▼
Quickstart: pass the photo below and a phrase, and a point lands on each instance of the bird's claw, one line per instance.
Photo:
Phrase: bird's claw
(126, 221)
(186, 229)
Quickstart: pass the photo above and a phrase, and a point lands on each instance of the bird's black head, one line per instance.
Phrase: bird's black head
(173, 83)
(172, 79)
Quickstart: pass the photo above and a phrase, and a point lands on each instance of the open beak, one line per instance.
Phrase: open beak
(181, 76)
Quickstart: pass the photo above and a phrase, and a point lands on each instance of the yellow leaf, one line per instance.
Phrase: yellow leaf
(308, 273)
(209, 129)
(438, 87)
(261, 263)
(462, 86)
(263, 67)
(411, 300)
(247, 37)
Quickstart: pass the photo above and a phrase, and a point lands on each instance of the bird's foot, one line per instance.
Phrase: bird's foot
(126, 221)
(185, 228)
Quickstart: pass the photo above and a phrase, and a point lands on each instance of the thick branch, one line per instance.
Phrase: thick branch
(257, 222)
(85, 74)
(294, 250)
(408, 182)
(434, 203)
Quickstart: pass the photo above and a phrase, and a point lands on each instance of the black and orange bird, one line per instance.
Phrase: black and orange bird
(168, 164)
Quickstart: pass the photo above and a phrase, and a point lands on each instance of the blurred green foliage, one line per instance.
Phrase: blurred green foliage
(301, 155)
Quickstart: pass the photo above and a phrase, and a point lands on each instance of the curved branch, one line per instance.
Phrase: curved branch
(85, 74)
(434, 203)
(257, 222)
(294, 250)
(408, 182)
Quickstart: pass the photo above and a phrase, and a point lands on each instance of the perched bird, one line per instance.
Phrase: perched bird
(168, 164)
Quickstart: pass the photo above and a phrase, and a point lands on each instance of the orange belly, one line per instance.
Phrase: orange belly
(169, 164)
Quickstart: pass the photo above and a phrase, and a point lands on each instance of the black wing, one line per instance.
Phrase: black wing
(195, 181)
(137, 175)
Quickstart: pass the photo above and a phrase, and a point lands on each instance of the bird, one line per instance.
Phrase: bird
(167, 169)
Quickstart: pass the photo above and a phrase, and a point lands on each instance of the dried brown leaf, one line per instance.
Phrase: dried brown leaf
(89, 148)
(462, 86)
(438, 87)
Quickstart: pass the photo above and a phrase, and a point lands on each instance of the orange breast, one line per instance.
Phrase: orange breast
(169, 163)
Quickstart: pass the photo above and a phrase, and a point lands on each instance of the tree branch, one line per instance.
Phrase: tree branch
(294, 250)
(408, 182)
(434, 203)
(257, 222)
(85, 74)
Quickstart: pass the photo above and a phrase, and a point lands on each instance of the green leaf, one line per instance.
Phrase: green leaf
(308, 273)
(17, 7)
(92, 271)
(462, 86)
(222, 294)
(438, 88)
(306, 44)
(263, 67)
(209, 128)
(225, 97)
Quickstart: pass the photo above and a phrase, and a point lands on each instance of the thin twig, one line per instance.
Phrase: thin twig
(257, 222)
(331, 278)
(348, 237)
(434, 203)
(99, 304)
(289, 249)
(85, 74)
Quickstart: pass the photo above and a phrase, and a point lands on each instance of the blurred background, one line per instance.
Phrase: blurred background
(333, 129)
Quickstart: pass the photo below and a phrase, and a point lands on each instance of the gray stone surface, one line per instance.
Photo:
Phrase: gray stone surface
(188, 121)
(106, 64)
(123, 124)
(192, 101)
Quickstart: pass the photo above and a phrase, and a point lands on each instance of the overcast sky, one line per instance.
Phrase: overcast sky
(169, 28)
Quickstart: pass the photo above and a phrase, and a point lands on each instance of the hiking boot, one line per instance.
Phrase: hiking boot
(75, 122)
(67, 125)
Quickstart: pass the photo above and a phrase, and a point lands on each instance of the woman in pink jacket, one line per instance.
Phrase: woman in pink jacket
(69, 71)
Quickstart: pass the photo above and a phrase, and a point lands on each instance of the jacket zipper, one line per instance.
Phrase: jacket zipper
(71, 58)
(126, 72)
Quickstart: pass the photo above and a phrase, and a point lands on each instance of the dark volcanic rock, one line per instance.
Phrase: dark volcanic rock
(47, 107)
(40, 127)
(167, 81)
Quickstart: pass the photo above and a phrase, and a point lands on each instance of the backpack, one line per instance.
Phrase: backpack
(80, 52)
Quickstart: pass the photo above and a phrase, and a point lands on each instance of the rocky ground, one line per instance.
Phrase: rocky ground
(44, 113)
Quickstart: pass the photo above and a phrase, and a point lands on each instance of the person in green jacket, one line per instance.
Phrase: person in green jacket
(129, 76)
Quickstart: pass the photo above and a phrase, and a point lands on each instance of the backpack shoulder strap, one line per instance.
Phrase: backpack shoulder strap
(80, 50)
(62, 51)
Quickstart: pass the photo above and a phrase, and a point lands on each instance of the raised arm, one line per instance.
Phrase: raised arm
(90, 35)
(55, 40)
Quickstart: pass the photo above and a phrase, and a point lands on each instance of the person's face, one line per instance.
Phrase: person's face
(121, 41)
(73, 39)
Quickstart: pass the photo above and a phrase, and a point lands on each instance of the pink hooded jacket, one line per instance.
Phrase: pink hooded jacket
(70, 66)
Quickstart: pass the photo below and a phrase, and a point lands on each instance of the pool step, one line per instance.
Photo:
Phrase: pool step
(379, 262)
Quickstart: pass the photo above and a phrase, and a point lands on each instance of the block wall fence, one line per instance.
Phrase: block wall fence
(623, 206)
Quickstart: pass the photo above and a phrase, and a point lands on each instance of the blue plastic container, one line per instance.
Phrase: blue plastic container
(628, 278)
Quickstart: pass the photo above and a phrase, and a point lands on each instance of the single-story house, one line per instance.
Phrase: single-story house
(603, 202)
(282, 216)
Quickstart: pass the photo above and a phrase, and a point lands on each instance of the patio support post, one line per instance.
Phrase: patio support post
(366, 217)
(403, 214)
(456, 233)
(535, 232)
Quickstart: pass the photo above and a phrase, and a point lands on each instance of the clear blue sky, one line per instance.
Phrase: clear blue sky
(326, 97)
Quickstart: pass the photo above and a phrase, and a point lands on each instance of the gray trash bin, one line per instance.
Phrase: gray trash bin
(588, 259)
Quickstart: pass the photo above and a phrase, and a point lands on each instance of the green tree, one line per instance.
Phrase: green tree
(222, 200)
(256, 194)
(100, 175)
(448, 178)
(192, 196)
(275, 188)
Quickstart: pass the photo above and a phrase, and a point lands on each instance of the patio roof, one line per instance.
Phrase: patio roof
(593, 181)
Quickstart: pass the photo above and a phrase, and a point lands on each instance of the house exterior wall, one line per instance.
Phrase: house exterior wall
▲
▶ [Your task] Starting at the line that has "wall, one line per instance.", repeat the records word for word through their last line, including both ends.

▶ [Solution for this task]
Quickstart: pass the photo above and a phrase, and a point lands on each instance of the house exterior wall, one line per instance.
Phrase: house exterior wall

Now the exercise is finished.